**What the task requires:**
Format the rows from the line containing "windshield in the image above." through the end of the rows as a Markdown table with the columns Number and Line. Number the lines consecutively from 1 and leave out any blank lines.

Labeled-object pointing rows
****

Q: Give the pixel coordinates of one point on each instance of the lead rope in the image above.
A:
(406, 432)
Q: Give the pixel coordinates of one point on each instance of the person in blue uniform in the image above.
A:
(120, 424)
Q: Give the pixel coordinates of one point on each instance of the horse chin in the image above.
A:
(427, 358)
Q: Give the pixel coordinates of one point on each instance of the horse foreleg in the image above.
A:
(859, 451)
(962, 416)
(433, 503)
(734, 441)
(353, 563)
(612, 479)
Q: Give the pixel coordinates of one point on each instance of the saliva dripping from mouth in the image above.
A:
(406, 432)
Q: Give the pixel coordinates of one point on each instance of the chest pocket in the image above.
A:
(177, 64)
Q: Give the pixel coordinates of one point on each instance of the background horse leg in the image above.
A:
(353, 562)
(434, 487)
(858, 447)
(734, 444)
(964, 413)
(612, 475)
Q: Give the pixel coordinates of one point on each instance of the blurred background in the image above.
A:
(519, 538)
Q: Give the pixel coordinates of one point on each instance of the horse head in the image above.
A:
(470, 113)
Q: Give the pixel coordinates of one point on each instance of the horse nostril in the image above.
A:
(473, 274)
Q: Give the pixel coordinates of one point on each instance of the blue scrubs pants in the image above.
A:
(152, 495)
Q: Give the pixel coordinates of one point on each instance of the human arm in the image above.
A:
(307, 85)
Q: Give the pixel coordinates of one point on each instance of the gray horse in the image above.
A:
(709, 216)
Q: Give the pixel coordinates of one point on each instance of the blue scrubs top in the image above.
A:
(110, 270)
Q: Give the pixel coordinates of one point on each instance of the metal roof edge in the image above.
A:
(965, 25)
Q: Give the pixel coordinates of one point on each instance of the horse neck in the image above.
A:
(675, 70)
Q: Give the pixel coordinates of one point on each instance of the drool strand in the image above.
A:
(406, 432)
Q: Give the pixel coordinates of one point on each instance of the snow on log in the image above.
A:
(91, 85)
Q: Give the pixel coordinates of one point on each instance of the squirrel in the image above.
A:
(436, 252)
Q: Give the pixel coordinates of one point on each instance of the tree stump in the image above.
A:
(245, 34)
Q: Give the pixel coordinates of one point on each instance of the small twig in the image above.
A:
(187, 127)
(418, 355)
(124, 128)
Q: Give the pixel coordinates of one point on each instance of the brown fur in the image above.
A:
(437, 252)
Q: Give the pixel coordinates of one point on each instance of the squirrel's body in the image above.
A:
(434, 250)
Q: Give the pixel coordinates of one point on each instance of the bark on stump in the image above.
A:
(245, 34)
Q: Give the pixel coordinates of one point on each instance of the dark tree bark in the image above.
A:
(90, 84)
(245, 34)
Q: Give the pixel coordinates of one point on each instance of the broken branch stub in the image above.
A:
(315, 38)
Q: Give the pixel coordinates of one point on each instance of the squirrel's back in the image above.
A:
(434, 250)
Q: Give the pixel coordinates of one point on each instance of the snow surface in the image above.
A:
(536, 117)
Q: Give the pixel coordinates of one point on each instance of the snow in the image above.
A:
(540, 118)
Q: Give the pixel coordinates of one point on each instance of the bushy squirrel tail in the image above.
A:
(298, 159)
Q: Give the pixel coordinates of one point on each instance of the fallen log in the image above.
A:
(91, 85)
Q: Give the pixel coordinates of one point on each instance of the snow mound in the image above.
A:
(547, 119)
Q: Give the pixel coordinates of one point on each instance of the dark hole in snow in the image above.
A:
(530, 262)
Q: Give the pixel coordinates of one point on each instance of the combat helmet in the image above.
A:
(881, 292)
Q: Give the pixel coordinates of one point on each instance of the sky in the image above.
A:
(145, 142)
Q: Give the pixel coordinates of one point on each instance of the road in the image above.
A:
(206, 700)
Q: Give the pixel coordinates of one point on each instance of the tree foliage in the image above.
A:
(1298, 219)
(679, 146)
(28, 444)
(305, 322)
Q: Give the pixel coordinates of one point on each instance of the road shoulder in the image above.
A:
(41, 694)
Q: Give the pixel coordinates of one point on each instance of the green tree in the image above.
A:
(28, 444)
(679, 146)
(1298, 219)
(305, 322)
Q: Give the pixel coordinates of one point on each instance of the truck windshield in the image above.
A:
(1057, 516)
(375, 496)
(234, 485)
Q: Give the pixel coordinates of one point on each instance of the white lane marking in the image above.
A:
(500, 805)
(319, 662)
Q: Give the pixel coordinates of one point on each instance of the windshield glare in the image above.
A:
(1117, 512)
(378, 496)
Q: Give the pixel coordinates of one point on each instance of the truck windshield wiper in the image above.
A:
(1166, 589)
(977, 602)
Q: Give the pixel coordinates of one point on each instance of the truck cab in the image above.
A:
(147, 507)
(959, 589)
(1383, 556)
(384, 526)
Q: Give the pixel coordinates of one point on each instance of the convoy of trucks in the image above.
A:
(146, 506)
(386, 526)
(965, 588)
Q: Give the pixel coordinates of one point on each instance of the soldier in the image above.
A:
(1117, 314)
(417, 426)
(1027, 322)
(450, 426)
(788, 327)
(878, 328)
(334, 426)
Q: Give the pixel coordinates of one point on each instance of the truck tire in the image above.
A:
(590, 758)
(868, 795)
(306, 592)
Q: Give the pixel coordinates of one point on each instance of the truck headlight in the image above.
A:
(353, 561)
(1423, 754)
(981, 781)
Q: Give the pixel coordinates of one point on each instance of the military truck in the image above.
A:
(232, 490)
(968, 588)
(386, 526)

****

**Exercise answer:**
| Number | Line |
|---|---|
| 1 | Q: Give the pixel coordinates of one point on each instance of the truck windshield in the image above. |
| 2 | A: |
| 3 | (1057, 516) |
| 4 | (375, 496) |
| 5 | (234, 485) |
| 6 | Q: Give the pixel coordinates of one point on each instance of the white lane marking in the image above. |
| 7 | A: |
| 8 | (500, 805) |
| 9 | (319, 662) |
| 10 | Q: Give the pixel coordinates of one point on each instance of the windshield glare in the image above. |
| 11 | A: |
| 12 | (1117, 512) |
| 13 | (378, 496) |
| 14 | Q: Give the pixel coordinates of one point on each instance of the truck windshield wiper in the image above. |
| 15 | A: |
| 16 | (1166, 589) |
| 17 | (977, 602) |
| 18 | Q: Give the pixel coordinates of one point on each instance of the truck cab in the image above. |
| 19 | A: |
| 20 | (147, 507) |
| 21 | (959, 589) |
| 22 | (1383, 556) |
| 23 | (384, 526) |
| 24 | Q: Give the pixel coordinates of one point on each instance of the convoy of trucks in the image above. |
| 25 | A: |
| 26 | (146, 506) |
| 27 | (386, 526) |
| 28 | (965, 588) |
| 29 | Q: Give the pixel coordinates of one point on each instance of the soldier in the image above. |
| 30 | A: |
| 31 | (1117, 314) |
| 32 | (417, 426) |
| 33 | (1027, 322) |
| 34 | (450, 426) |
| 35 | (788, 327) |
| 36 | (878, 328) |
| 37 | (334, 426) |
| 38 | Q: Give the pixel coordinates of one point on each instance of the truck tire in the image above. |
| 39 | A: |
| 40 | (590, 758) |
| 41 | (868, 795) |
| 42 | (306, 592) |
| 43 | Q: Give the pixel coordinates of one point on each instance of the truck headlight in the image above. |
| 44 | A: |
| 45 | (353, 561) |
| 46 | (1423, 754) |
| 47 | (981, 781) |
| 48 | Q: Give the pixel coordinates of one point on each instance of the military truck in the image above. |
| 49 | A: |
| 50 | (232, 490) |
| 51 | (968, 588) |
| 52 | (386, 526) |